Data shown >>
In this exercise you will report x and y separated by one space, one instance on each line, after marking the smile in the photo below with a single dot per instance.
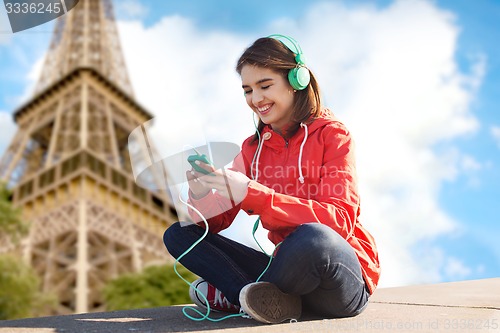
264 109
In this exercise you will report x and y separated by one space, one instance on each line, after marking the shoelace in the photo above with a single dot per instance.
220 300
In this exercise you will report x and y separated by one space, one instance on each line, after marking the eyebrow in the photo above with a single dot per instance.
258 82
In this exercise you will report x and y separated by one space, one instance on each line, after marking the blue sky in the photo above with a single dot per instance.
428 138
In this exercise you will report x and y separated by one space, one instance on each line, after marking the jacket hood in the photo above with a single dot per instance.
325 117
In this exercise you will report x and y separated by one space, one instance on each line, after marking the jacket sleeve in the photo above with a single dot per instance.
335 202
218 210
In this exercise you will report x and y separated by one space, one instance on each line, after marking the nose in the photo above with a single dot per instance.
257 97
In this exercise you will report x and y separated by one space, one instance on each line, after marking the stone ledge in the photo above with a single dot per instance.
467 306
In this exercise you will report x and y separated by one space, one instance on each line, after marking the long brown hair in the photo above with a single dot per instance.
270 53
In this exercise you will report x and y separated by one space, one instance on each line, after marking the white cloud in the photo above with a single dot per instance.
389 73
495 133
130 9
5 29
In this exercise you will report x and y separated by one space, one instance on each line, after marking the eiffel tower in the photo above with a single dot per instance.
69 167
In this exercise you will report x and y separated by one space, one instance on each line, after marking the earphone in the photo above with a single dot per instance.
299 76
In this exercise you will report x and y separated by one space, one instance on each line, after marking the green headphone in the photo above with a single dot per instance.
298 76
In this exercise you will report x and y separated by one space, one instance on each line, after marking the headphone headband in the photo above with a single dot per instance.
299 76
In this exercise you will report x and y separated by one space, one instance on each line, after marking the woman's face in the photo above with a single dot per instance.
269 95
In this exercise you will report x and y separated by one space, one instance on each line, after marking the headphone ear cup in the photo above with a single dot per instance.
299 77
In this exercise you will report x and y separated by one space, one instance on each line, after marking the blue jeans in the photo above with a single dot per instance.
314 262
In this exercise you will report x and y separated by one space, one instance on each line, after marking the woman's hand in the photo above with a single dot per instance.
228 183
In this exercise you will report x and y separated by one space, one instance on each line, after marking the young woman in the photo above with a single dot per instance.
298 174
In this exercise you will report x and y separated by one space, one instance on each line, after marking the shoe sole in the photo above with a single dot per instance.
264 302
193 295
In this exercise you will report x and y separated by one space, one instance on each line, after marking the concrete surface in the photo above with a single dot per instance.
468 306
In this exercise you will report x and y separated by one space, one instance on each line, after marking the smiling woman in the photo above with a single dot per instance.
325 262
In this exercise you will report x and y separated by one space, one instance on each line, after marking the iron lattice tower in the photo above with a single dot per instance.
69 166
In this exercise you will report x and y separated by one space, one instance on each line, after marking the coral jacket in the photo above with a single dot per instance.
309 178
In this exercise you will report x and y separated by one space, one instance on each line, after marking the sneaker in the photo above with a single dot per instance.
217 301
264 302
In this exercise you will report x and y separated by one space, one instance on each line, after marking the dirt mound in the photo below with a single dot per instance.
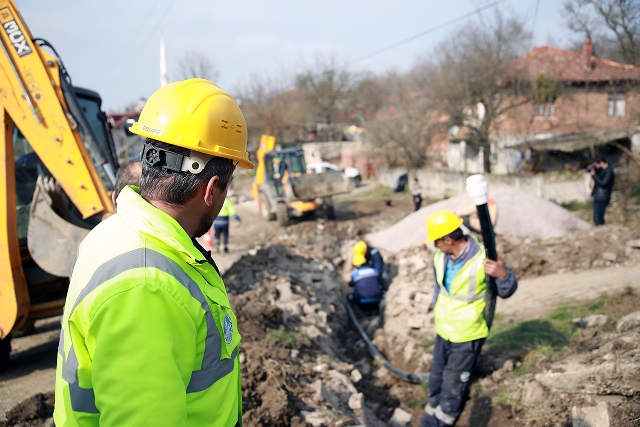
294 361
609 245
519 214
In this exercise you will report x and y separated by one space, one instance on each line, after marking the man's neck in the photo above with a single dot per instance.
181 213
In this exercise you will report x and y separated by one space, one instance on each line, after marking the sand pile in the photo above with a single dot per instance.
519 214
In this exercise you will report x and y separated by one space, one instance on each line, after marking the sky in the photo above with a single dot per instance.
113 47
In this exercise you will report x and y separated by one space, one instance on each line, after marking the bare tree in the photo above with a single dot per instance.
276 107
409 125
470 75
194 64
327 83
612 25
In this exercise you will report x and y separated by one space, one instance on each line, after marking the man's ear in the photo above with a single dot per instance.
212 188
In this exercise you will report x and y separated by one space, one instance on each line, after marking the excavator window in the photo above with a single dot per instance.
27 168
91 105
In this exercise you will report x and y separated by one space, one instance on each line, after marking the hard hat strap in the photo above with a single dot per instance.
156 157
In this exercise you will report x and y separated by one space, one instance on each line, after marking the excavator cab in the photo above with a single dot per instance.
284 188
57 165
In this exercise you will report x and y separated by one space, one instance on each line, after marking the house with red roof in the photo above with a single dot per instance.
582 106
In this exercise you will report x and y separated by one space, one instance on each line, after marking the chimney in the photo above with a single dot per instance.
587 51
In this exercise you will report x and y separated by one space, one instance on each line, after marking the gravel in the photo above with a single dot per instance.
519 213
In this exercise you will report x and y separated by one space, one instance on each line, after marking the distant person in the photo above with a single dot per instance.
373 258
221 224
366 283
416 193
461 268
128 174
602 174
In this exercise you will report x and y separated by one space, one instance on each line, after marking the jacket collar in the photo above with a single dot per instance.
154 224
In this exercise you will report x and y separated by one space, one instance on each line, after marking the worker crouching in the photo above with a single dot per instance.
148 335
461 269
367 280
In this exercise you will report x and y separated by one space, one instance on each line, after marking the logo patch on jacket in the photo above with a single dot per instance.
227 327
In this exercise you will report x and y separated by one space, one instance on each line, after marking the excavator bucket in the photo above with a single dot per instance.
310 186
52 241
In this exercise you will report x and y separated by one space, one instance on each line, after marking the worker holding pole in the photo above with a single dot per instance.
148 335
462 272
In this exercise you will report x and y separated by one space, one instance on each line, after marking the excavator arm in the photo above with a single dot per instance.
36 97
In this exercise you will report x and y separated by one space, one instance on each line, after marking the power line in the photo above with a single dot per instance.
430 30
126 53
150 34
533 26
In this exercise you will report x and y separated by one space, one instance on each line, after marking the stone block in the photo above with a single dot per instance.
400 418
532 393
284 292
591 416
591 321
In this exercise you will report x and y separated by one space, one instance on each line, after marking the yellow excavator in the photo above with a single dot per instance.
284 188
57 166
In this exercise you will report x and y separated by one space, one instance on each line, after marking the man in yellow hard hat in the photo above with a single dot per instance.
148 334
461 269
373 259
367 283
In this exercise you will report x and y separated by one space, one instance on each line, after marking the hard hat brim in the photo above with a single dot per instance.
430 239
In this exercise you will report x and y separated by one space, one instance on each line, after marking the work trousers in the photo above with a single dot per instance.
451 370
598 212
221 232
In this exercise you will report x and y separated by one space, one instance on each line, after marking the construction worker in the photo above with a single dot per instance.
221 224
373 259
148 336
460 267
367 284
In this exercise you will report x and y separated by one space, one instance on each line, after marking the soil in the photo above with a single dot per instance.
301 360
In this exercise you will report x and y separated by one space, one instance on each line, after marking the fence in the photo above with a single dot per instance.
560 187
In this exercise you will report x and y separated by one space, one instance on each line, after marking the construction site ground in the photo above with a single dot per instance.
304 364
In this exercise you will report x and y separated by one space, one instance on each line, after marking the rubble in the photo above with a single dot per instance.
519 214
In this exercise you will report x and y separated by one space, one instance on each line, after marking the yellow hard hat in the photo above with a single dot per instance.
360 248
359 259
441 223
197 115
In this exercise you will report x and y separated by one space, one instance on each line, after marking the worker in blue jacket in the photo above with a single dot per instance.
367 283
221 224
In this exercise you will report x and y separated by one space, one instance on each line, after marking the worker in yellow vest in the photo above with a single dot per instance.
461 268
148 334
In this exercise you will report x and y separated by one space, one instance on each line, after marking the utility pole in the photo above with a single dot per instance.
163 63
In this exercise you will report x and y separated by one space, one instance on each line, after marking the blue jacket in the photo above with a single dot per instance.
366 281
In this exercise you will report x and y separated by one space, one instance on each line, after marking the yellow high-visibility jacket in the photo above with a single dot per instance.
148 335
459 313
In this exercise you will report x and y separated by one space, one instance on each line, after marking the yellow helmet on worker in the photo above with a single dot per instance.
360 248
358 260
197 115
441 223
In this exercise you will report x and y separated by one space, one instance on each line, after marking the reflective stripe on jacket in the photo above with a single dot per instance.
148 336
459 314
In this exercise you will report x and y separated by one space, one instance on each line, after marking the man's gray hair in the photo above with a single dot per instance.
177 188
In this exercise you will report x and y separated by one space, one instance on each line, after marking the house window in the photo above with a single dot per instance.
615 105
545 109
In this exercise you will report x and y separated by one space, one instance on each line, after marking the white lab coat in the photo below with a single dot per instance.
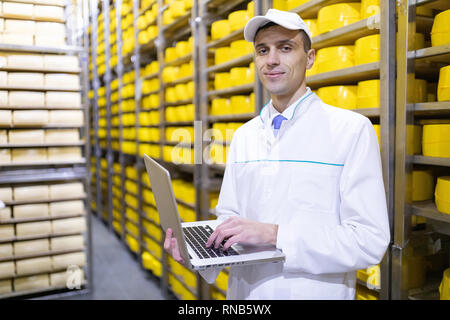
321 181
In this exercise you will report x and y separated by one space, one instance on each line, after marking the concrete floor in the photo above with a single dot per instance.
116 271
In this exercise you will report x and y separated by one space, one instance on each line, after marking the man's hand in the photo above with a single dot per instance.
171 246
240 230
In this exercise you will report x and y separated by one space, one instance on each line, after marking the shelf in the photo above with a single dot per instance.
246 88
432 108
39 49
37 88
312 7
42 254
238 62
20 202
42 70
345 76
44 145
419 159
347 35
232 117
432 54
44 163
235 35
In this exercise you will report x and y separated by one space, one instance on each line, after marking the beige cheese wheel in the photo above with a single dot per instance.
26 79
5 214
20 60
33 228
65 208
64 154
6 231
3 137
26 99
66 117
26 136
50 28
32 283
63 99
67 243
19 26
6 250
30 117
22 248
62 135
71 225
18 39
62 261
62 81
31 193
5 286
7 269
61 62
49 41
66 190
6 194
37 210
5 156
3 103
17 10
49 12
29 155
35 265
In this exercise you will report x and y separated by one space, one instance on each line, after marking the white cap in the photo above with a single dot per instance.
286 19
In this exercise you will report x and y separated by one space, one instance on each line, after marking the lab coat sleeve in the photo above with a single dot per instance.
362 237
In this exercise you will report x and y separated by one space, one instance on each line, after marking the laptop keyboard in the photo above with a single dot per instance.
198 236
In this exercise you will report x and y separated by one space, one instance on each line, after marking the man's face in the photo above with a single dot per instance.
281 60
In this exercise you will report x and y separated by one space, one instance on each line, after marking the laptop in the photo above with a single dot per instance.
192 236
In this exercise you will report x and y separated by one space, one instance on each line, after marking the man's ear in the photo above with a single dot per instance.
310 57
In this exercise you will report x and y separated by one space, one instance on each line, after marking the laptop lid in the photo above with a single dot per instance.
166 203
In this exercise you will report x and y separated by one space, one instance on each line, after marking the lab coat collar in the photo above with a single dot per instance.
298 107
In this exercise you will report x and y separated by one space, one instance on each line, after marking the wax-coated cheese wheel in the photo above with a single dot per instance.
65 190
35 265
63 99
62 261
17 10
29 155
31 283
67 243
64 208
18 39
6 250
31 193
62 136
26 99
61 62
22 248
37 210
64 154
19 26
62 81
33 228
7 269
26 136
72 225
26 79
5 194
18 60
30 117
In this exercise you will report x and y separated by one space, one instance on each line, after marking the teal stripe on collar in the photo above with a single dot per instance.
302 161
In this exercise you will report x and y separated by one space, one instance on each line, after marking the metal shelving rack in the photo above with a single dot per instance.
409 113
77 23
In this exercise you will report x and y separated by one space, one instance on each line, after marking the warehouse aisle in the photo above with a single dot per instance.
116 273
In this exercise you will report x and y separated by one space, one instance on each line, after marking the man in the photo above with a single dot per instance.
302 176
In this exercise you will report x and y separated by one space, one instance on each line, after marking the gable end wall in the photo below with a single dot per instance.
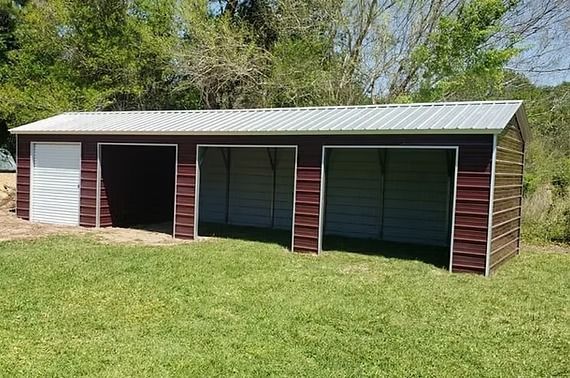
507 196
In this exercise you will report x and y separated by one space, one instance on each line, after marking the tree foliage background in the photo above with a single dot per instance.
62 55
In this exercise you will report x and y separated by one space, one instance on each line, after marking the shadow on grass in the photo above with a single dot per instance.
437 256
264 235
434 255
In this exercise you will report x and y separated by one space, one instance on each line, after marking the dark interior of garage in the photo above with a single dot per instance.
139 182
394 202
247 193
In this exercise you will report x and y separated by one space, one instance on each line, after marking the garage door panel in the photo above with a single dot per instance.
55 183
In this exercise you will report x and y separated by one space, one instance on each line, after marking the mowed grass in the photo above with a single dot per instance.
70 306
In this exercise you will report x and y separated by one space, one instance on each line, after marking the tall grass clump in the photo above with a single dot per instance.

Instructions to follow >>
Provide an exact transcript of the lines from the one that holds "marking the shadow" through the final line of the data above.

Task answer >>
In this exercise you will report x and y separated by one space, one instance on each line, after marking the shadow on grass in the photo above with a single dot per instance.
437 256
264 235
434 255
In this exercise you will report x and y separated by one space, one instance on each line, after marking the dark interior of garage in the photo above with a single dot per instance.
139 182
394 202
247 193
In this exercise you will report x and y separated by one space, one instance on each line, after marking the garage door panel in the photo above with a single dot per instance.
55 183
In this exercise you will report x and y separated by one space, one instance on each line, after marking the mowed grass in the photo above with a single dot per instance.
70 306
In this exercise you will report x and y separated by one space, one instance on each line, after marking the tall grass clump in the photo above with a single dot per instance.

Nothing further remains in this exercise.